"L'orchestration des messages (in 3ème partie, Mass media, sexe et loisirs)

T. V., radio, presse, publicité : c'est un discontinuum de signes et de messages où tous les ordres s'équivalent. Séquence radiophonique prise au hasard :
—  une publicité pour le rasoir Remington,
—  un résumé de l'agitation sociale des quinze derniers jours,
—  une publicité pour les pneus Dunlop SP-Sport,
—  un débat sur la peine de mort,
—  une publicité pour les montres Lip,
—  un reportage sur la guerre au Biafra,
— et une publicité pour la lessive Crio au tournesol.

[Entrées de pointage d'objets étiquetés]

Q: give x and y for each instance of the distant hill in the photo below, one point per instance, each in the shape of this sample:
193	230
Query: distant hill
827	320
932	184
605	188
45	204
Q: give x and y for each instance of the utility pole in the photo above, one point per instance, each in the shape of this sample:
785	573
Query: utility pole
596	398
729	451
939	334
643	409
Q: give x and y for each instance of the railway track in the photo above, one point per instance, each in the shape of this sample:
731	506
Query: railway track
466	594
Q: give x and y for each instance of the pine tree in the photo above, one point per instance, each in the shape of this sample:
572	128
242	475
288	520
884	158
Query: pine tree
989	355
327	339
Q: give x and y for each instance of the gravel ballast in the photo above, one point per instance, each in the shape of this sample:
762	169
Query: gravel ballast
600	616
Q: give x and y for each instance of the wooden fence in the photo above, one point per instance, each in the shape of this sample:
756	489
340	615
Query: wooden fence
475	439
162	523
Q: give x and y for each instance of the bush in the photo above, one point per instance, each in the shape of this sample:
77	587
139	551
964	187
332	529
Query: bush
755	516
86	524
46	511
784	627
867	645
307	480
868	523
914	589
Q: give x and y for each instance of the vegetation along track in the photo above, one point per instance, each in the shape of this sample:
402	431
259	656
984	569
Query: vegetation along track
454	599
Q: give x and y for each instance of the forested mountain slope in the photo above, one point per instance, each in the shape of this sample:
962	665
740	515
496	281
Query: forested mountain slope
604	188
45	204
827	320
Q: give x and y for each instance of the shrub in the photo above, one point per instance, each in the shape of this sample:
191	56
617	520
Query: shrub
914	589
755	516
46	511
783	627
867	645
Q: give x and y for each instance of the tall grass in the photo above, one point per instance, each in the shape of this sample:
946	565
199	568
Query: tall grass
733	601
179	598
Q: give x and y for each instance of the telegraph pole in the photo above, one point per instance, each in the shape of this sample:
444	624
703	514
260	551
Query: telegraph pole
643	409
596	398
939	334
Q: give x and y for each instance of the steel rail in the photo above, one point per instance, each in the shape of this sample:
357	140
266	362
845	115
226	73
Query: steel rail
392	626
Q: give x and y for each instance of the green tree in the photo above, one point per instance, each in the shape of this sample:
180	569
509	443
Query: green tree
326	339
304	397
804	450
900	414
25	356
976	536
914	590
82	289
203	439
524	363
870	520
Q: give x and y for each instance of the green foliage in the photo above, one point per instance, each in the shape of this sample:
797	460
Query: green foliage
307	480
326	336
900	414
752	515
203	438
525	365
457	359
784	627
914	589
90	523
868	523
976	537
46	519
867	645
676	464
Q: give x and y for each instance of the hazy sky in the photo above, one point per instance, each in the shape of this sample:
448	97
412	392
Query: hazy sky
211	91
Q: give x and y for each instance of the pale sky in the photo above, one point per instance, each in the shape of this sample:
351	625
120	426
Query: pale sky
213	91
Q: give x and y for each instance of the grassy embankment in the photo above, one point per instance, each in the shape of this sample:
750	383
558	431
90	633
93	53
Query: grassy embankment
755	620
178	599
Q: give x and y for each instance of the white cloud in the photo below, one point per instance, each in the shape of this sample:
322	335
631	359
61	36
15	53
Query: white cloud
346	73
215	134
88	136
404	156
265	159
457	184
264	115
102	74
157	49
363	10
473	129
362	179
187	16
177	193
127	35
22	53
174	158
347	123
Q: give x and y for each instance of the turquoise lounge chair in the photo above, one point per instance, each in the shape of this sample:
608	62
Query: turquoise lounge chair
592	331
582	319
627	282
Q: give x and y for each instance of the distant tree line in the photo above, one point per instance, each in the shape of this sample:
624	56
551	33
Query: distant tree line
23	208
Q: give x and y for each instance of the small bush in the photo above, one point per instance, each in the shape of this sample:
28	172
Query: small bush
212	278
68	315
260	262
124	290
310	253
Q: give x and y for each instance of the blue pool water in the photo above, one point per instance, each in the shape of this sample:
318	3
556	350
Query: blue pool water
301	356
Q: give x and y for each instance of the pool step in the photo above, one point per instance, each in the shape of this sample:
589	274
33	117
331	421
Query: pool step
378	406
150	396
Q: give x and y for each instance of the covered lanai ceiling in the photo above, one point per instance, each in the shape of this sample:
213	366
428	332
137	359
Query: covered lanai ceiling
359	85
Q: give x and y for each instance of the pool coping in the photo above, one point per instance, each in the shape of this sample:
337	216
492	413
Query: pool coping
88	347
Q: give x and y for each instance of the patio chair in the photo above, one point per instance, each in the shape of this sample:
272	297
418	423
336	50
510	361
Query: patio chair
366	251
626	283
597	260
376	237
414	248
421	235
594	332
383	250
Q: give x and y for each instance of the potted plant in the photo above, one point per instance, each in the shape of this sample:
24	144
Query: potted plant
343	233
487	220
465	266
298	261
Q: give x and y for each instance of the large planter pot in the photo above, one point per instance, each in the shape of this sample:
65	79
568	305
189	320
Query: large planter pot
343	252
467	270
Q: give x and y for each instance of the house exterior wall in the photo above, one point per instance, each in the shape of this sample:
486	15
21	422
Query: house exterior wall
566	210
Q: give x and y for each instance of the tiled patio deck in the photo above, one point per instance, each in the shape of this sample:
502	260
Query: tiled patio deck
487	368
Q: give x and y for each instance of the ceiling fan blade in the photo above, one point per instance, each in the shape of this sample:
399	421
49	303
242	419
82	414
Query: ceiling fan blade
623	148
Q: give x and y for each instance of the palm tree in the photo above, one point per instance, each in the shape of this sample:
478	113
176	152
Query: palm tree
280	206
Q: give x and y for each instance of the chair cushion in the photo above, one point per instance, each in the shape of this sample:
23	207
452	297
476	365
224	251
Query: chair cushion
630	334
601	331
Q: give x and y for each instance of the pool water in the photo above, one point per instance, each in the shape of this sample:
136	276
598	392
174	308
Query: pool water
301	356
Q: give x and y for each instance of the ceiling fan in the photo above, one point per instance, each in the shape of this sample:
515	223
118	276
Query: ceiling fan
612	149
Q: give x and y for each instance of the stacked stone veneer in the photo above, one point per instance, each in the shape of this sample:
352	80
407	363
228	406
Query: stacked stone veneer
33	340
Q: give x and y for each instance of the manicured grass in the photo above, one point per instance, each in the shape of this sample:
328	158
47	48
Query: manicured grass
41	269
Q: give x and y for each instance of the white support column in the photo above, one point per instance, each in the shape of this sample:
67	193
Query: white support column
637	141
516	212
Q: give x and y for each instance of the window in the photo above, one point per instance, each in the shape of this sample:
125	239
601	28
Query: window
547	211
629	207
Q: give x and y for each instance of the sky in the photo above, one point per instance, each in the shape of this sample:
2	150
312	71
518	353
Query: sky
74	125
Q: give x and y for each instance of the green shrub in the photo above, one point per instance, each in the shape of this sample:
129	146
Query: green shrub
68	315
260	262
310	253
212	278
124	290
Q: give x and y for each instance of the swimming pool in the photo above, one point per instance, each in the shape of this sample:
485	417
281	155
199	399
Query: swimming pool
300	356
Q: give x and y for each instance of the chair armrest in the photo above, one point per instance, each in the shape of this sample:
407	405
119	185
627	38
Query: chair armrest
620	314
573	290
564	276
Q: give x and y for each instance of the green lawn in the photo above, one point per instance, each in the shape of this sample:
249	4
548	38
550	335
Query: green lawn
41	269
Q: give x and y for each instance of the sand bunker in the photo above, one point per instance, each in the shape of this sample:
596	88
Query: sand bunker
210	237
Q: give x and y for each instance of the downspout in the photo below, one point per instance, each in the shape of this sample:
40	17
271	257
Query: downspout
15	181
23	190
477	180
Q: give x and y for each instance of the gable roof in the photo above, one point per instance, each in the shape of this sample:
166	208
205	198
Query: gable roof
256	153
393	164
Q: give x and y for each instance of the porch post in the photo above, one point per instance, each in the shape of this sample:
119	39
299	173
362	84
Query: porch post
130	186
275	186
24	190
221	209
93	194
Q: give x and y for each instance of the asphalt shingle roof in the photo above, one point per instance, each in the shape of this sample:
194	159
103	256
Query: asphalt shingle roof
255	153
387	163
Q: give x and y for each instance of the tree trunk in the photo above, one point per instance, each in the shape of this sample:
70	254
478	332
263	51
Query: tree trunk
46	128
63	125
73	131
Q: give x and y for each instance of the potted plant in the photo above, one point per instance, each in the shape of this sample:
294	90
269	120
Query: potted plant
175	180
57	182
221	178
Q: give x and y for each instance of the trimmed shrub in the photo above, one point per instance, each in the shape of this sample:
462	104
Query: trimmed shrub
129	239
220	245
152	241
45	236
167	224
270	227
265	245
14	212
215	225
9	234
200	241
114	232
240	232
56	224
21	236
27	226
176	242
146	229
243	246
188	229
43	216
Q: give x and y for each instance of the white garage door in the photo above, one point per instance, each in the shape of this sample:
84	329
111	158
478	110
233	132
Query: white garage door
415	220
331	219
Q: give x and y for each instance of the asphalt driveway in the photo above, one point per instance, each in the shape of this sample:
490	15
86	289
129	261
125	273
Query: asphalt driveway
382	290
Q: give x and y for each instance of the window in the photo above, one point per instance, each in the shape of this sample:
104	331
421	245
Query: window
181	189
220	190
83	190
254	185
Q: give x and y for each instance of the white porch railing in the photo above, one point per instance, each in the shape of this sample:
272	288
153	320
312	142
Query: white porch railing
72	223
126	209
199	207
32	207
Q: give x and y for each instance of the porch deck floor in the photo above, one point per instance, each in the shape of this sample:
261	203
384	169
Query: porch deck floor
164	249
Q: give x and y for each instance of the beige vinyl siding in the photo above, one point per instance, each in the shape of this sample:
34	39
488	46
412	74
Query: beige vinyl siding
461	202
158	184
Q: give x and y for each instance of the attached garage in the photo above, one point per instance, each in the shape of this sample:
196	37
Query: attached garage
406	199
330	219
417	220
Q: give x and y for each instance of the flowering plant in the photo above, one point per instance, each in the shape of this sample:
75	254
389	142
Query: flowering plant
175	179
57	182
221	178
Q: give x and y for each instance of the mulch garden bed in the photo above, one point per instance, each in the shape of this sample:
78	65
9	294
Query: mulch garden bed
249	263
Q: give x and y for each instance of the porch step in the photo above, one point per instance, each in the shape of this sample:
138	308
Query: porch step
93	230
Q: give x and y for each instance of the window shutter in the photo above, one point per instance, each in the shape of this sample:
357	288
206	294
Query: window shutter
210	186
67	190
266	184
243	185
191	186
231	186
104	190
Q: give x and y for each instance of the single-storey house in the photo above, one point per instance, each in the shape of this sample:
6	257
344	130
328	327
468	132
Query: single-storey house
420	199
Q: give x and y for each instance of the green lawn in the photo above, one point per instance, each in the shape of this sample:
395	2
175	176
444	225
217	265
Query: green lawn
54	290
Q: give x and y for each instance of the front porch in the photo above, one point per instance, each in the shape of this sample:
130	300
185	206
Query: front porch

■ CONSIGNES:
a – Recopiez mot pour mot le passage de l'extrait sur l'orchestration des messages, depuis les mots "T. V., radio, presse, publicité" jusqu'aux mots "Crio au tournesol." inclus.
b – Comptez les lignes des enregistrements qui contiennent la chaîne "track" et indiquez seulement ce nombre.

■ RÉPONSES:
a –
T. V., radio, presse, publicité : c'est un discontinuum de signes et de messages où tous les ordres s'équivalent. Séquence radiophonique prise au hasard :
—  une publicité pour le rasoir Remington,
—  un résumé de l'agitation sociale des quinze derniers jours,
—  une publicité pour les pneus Dunlop SP-Sport,
—  un débat sur la peine de mort,
—  une publicité pour les montres Lip,
—  un reportage sur la guerre au Biafra,
— et une publicité pour la lessive Crio au tournesol.

b – 4